═══ Information supplied
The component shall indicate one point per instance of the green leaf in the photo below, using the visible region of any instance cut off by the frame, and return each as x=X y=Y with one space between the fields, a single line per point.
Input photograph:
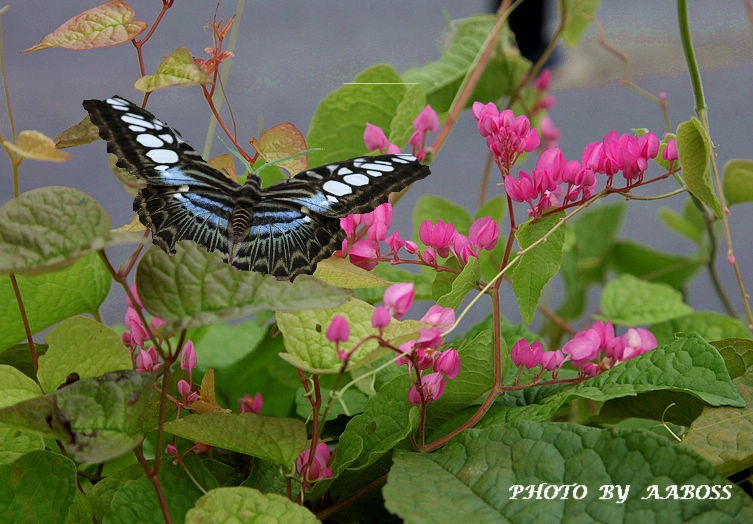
x=476 y=377
x=738 y=181
x=687 y=365
x=707 y=324
x=340 y=120
x=83 y=346
x=176 y=69
x=737 y=354
x=442 y=78
x=194 y=288
x=435 y=208
x=694 y=149
x=480 y=470
x=129 y=496
x=579 y=16
x=237 y=341
x=238 y=504
x=536 y=267
x=49 y=228
x=52 y=297
x=724 y=436
x=654 y=266
x=387 y=419
x=401 y=127
x=307 y=347
x=97 y=418
x=450 y=289
x=631 y=302
x=38 y=487
x=279 y=440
══════
Exercise goal ▸ Copy out all of the material above word for word, leaving the pictures out of your copy.

Reply ▸
The component shall indicate one point per instance of the green leaf in the photo below, using the visible region of any instance cut off by the frame, and return each as x=X y=Y with one space between the fields, a single line per point.
Input photograph:
x=476 y=377
x=738 y=181
x=687 y=365
x=707 y=324
x=340 y=120
x=83 y=346
x=176 y=69
x=737 y=354
x=442 y=78
x=194 y=288
x=435 y=208
x=694 y=149
x=480 y=470
x=129 y=496
x=579 y=16
x=237 y=341
x=238 y=504
x=536 y=267
x=49 y=228
x=52 y=297
x=724 y=436
x=654 y=266
x=387 y=419
x=401 y=127
x=307 y=347
x=97 y=418
x=450 y=289
x=631 y=302
x=38 y=487
x=279 y=440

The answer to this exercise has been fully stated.